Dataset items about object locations
###
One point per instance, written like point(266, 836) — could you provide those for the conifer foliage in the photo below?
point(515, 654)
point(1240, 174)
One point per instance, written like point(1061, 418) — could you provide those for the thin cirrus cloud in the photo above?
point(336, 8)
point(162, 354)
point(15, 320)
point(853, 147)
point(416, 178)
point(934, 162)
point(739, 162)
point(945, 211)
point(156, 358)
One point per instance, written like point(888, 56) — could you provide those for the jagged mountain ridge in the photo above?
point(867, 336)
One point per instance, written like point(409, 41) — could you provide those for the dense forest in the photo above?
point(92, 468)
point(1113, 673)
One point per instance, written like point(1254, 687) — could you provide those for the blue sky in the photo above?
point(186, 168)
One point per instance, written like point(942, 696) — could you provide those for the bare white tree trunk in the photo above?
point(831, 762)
###
INSTRUCTIONS TO FOLLOW ▸ Please copy out all the items above, requests included, scaling every answer coordinate by 0.45 and rounding to whole numbers with halves going up. Keep the sample points inside the requests unchanged.

THE RESPONSE ▸
One point per instance, written like point(266, 836) — could you provide those for the conifer foliage in the photo below?
point(232, 294)
point(558, 78)
One point per instance, written like point(1061, 418) — could you provide those for the thin cirrus cloud in the photo above?
point(151, 4)
point(73, 159)
point(7, 144)
point(384, 66)
point(187, 80)
point(420, 73)
point(333, 73)
point(425, 95)
point(70, 161)
One point per instance, written like point(888, 56) — could you provide those for the jagged mountain ridge in the photo above?
point(390, 151)
One point per instance, written like point(409, 41) — could you provide those for the dense forest in the photo above?
point(41, 211)
point(501, 303)
One point per instance, written like point(1254, 687) — could you provide those for the blue sky in the photo above?
point(84, 76)
One point per instance, written like point(942, 696) — could you provide those for the bare white tree trunk in the photo above?
point(374, 343)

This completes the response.